:: Required work ::
Print the line that contains "Category: stone" and every line after it through the last line of the records below, exactly as written and nothing else.

....................

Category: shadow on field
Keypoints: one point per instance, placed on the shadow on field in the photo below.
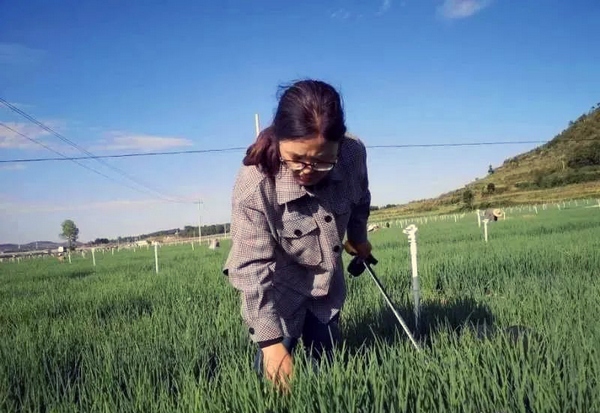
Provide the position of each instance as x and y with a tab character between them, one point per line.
382	326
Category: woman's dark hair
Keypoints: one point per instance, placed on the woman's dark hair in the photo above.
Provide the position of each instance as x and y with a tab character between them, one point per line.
306	108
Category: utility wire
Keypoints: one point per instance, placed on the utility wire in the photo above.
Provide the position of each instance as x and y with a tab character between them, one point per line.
199	151
89	154
65	157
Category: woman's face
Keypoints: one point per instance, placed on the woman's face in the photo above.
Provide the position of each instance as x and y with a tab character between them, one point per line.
312	149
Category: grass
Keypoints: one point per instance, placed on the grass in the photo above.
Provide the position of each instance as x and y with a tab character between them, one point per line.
119	337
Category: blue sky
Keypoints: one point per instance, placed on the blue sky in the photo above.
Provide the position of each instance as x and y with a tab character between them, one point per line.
139	76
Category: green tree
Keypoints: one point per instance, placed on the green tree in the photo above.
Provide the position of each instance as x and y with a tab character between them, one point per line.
70	232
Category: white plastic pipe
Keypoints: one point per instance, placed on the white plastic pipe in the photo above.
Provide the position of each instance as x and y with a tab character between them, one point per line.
156	256
485	221
411	231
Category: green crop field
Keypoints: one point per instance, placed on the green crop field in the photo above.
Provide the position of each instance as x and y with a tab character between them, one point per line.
118	337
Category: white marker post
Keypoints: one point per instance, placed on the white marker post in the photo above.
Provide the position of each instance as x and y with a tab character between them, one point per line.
156	256
485	221
411	231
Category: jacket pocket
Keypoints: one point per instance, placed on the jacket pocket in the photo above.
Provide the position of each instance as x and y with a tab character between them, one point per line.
300	238
342	210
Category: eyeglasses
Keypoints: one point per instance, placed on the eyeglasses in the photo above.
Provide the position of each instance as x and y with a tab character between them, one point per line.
319	166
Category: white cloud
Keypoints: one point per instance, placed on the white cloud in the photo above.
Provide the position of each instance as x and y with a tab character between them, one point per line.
117	206
460	9
10	139
16	54
342	14
385	6
12	167
139	142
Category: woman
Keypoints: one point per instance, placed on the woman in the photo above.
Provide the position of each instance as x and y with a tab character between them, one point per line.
303	186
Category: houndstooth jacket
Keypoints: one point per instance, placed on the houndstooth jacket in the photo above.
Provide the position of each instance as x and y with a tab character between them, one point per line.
287	243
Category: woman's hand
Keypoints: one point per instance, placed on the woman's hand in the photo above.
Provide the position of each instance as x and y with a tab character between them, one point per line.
278	365
363	250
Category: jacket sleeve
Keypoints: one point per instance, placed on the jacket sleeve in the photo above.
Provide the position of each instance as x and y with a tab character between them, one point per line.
357	225
249	269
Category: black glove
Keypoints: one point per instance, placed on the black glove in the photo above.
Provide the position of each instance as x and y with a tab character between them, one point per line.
356	267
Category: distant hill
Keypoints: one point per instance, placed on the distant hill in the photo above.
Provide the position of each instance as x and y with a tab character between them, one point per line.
567	167
32	246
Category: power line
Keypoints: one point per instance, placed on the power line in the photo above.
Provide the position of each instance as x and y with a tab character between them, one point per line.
74	145
65	157
231	149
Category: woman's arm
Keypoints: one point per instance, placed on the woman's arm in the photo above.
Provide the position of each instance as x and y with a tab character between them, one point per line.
249	268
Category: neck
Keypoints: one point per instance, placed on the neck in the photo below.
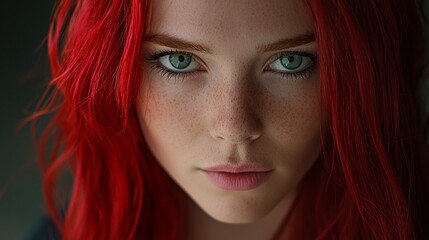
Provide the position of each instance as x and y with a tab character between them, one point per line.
199	225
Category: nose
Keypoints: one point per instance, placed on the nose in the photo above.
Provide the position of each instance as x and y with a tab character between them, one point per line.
234	112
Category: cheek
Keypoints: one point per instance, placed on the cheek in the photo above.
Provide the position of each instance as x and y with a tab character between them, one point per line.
295	128
167	122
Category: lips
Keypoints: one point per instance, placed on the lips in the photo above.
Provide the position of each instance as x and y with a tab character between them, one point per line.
238	178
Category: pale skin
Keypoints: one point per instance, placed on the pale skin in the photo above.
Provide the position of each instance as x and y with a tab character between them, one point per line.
236	107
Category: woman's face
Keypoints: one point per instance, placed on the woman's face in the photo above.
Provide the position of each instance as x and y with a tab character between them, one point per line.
229	101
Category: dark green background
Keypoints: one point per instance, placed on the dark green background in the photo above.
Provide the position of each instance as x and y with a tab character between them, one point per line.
23	69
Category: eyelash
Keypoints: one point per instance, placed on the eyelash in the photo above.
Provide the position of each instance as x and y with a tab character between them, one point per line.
182	76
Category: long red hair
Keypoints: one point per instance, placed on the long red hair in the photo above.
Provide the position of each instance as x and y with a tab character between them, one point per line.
371	180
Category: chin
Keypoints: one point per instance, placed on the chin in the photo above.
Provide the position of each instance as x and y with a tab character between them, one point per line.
233	213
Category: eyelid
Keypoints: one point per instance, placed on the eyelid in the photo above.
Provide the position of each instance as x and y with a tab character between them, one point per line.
162	53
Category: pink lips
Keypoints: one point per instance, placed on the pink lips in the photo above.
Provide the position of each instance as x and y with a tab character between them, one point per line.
238	178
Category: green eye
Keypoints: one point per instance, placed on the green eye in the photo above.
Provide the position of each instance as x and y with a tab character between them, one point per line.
291	63
179	62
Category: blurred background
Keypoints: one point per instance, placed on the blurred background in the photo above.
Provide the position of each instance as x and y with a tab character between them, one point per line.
24	71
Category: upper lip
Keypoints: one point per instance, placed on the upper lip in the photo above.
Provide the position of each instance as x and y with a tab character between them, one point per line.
228	168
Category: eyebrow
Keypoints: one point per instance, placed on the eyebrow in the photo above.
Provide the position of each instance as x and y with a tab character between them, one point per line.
175	42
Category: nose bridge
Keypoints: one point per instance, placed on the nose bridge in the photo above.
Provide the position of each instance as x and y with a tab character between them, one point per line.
234	110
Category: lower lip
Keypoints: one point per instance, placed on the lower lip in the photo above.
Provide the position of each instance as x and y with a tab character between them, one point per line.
238	181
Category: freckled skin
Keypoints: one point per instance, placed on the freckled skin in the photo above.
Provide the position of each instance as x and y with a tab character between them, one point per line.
233	111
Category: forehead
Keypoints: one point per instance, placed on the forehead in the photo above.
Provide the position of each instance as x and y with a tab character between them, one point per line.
227	23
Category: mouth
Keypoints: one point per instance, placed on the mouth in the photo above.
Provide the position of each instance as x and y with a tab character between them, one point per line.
238	178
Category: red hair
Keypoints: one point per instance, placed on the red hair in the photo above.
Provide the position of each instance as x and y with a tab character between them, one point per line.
371	180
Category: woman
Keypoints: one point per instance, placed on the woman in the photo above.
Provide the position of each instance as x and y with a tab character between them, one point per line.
280	119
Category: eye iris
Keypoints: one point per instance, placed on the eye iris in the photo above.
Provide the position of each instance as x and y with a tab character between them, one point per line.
180	60
291	61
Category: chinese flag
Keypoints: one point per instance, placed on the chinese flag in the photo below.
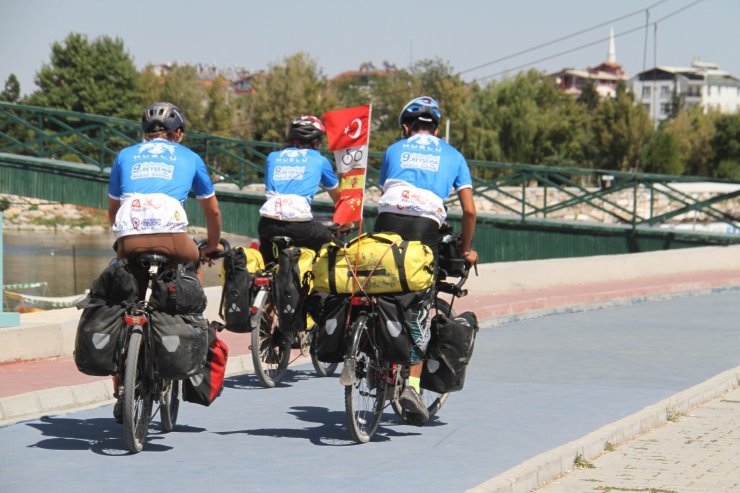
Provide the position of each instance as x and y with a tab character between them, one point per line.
349	127
352	189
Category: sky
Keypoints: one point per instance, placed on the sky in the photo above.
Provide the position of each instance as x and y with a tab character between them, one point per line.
481	40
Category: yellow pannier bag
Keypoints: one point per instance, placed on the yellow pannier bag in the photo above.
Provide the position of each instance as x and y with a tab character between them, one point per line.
376	263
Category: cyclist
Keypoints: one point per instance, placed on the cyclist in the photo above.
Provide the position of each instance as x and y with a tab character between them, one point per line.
148	184
417	174
292	176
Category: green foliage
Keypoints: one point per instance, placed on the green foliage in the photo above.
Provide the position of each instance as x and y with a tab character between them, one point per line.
96	77
12	90
662	155
289	89
726	146
619	130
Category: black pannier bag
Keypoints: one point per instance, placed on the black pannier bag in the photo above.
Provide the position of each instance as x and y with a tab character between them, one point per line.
178	291
449	352
97	339
290	291
236	297
115	285
205	386
180	344
99	329
331	322
392	331
451	259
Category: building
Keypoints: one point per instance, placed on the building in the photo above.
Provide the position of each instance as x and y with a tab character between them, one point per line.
604	76
703	84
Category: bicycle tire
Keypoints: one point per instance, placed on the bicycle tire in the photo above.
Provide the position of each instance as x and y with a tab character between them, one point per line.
322	369
137	397
169	404
433	400
365	398
270	348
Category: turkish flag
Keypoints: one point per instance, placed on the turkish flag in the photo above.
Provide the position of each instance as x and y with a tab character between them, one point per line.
351	193
349	127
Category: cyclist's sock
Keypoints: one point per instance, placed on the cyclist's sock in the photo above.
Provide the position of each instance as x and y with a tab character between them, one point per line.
414	382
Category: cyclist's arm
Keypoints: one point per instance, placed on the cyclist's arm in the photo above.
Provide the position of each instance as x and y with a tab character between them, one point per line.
468	224
213	224
334	194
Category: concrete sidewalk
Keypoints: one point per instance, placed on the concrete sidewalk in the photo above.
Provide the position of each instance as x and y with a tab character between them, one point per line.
45	380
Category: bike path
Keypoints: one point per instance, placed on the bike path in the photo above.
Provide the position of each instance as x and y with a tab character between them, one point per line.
532	386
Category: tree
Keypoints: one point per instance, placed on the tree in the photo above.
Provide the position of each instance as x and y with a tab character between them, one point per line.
662	155
692	131
620	129
289	89
12	90
97	77
726	144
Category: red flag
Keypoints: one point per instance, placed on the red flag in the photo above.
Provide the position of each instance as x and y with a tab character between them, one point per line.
348	127
349	207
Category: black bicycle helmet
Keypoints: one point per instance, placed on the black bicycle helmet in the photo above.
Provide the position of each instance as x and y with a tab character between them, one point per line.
422	108
305	129
161	117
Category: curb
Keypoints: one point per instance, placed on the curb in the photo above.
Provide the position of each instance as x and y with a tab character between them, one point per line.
539	470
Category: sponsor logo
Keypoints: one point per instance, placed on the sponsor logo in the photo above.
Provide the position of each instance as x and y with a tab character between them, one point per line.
152	170
284	173
423	141
156	149
415	160
293	155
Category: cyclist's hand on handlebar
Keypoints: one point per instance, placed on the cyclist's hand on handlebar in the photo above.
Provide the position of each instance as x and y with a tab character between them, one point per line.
471	257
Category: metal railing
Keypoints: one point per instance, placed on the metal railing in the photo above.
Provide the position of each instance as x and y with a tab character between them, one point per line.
527	192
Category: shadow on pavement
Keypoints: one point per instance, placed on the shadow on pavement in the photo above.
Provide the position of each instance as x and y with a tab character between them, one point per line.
250	380
100	435
332	428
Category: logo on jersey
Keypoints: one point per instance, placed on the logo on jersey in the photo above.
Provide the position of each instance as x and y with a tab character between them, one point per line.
285	173
152	170
293	155
423	141
417	160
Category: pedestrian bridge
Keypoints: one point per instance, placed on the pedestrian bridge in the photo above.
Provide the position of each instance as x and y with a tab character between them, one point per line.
525	211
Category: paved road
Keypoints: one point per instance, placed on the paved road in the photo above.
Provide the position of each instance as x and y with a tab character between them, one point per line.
532	386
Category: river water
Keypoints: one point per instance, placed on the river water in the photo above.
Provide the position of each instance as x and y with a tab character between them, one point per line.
67	262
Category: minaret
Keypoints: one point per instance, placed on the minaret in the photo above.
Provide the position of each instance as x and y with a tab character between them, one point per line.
611	56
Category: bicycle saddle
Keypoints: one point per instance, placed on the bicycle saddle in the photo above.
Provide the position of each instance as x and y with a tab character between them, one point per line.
282	241
148	259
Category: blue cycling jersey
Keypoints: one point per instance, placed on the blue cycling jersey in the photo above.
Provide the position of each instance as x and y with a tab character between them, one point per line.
419	173
159	166
292	177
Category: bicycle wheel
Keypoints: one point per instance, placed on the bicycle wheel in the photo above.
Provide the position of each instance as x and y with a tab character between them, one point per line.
322	369
137	397
433	400
169	404
270	348
365	398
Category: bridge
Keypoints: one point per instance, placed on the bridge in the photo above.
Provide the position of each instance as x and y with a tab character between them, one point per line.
525	211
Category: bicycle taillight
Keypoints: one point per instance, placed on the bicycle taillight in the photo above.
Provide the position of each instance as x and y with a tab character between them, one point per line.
261	281
135	319
360	300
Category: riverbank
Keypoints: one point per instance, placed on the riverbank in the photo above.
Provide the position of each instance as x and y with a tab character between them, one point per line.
30	214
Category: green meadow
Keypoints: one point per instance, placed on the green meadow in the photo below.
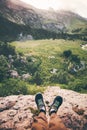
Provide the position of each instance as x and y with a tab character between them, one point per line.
56	68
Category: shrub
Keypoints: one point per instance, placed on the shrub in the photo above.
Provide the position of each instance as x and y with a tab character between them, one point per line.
67	53
13	87
79	85
4	67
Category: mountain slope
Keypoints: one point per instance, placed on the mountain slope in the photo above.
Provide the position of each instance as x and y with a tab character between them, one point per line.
54	21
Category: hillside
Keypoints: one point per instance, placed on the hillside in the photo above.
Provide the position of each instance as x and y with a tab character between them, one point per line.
47	21
16	112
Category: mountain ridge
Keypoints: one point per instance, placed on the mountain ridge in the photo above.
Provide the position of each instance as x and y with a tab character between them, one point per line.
52	21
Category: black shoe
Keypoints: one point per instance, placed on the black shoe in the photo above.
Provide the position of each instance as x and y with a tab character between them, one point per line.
55	105
40	103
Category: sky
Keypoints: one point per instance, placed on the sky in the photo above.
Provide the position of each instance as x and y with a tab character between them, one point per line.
77	6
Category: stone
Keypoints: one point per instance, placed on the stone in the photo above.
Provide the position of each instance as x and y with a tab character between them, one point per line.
16	112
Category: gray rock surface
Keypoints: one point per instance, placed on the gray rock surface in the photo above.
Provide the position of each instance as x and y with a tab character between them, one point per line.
16	112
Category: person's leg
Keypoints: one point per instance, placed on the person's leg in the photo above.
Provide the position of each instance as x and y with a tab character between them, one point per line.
55	122
40	121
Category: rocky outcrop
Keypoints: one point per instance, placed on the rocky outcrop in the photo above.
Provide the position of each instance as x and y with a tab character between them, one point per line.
16	112
55	21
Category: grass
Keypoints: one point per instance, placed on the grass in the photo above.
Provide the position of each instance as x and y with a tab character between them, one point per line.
33	89
50	52
46	48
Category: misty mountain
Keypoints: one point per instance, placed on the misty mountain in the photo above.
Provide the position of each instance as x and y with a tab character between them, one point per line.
22	18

....................

:: Reply ::
Category: stone
Keypoints: one point per instance, placed on the stone in the photo above.
Provide the position of each instance as x and y with a tab character between them, one point per line.
16	112
Category: gray rock surface
Keypoints: one point per instance, placed on the gray rock surface in the photo above.
Provide the position of each instance as x and y with a tab character between them, one point per line.
16	112
Category: person's leg
Keypoints: one point per instance, placed on the person's leg in the photo above.
Provide the position of each instance as x and y with a tab character between them, one point per line.
55	122
40	121
Category: rocky outcrop
Keypoints: one point per instance, placed on the rocky outcrop in the photo above.
Provide the position of each instance as x and y with a tab character between them, one point per line.
16	112
55	21
Category: grass
Keypoints: one point per instance, placed on the grass in the photo above.
Provide the position of each instance as x and y with a tab character between them, one point per line.
33	89
50	52
46	48
Category: misty mountain
Keypoints: one point per instance, placed on the misty mountain in the photo above.
Provide the position of each instance as x and y with a tab character between them, one point per line.
22	18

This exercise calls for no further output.